── Текст страницы
Сергей Есенин. Подлинные воспоминания современников
Шрифт:
Летом 1925 года в письме, которое осталось неотправленным, Есенин писал Горькому: «Думал о Вас часто и много. <…> Я все читал, что Вы присылали Воронскому. Скажу Вам только одно, что вся Советская Россия всегда думает о Вас, где Вы и как Ваше здоровье. Оно нам очень дорого. <…> Желаю Вам много здоровья, сообщаю, что все мы следим и чутко прислушиваемся к каждому Вашему слову».
Иван Бунин Есенина не знал лично, их пути никогда не пересекались. Но он ревниво следил за всем, что происходит в большевистской России, за советскими писателями и поэтами, которых ругал без разбору и не стесняясь в выражениях – иногда справедливо, иногда нет. Есенину тоже досталось, что, впрочем, сослужило хорошую службу во Франции, где до критики Бунина о нем не слышали. «Эта смесь сменовеховства и евразийства,
<…> Инония эта уже не совсем нова. Обещали ее и старшие братья Есениных, их предшественники, которые, при всем своем видимом многообразии, тоже носили на себе печать, в сущности, единую. <…> “Я обещаю вам Инонию!” – Но ничего ты, братец, обещать не можешь, ибо у тебя за душой гроша ломаного нет, и поди-ка ты лучше проспись и не дыши на меня своей миссианской самогонкой! А главное, все-то ты врешь, холоп, в угоду своему новому барину!»
Фрагмент из его «Воспоминаний», писавшихся уже после смерти Есенина, – это предвзятое, оценочное суждение, а также пересказ ходивших в эмигрантской среде сплетен, правдивых и нет. Отношение Бунина к Есенину и Блоку, а также перевирание есенинских строк возмущало Марину Цветаеву.
────
── Набор записей
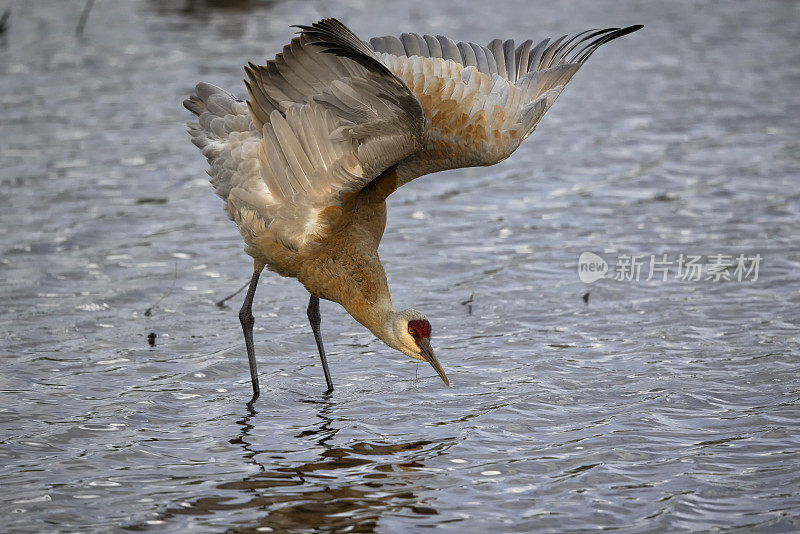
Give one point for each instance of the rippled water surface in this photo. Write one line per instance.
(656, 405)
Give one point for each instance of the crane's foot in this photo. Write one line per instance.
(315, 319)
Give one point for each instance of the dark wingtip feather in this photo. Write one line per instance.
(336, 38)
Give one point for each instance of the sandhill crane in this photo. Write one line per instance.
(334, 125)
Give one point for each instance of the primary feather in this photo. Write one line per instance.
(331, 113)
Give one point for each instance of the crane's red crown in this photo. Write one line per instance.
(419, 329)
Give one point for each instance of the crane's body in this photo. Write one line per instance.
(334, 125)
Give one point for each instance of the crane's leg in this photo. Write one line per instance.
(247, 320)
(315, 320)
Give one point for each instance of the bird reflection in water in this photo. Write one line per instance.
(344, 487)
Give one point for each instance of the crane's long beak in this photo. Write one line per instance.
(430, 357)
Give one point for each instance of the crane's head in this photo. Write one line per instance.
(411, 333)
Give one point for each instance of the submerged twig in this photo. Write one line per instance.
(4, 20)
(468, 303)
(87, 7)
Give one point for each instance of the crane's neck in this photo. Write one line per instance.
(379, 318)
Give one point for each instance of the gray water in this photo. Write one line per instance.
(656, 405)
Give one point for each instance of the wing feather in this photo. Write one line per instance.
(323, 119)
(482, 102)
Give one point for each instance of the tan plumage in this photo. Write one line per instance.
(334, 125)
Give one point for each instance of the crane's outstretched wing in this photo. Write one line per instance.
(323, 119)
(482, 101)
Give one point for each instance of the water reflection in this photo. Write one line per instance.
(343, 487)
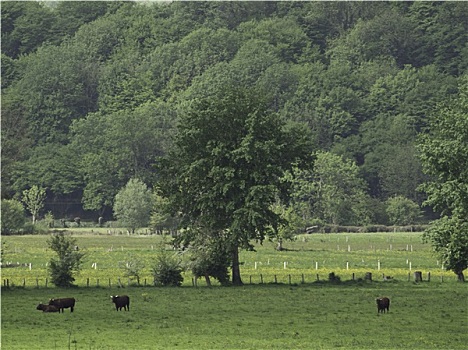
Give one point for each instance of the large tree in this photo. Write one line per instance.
────
Задания:
(1) Ответьте на вопросы по тексту о Есенине:
(a) Кому летом 1925 года Есенин писал письмо, которое осталось неотправленным?
(b) Был ли Бунин лично знаком с Есениным?
(c) Кого возмущало отношение Бунина к Есенину и Блоку?
(2) Верните без изменений строки записей от строки с «Give one point for each instance of the tan» до конца записей, обе границы включительно. Картинки в ответ не включайте.

Решения задач:
(1)
(a) Горькому.
(b) Нет, Бунин не знал Есенина лично, их пути никогда не пересекались.
(c) Марину Цветаеву.

(2)
Give one point for each instance of the tan plumage in this photo. Write one line per instance.
(334, 125)
Give one point for each instance of the crane's outstretched wing in this photo. Write one line per instance.
(323, 119)
(482, 101)
Give one point for each instance of the water reflection in this photo. Write one line per instance.
(343, 487)
Give one point for each instance of the large tree in this photo. Write one line per instance.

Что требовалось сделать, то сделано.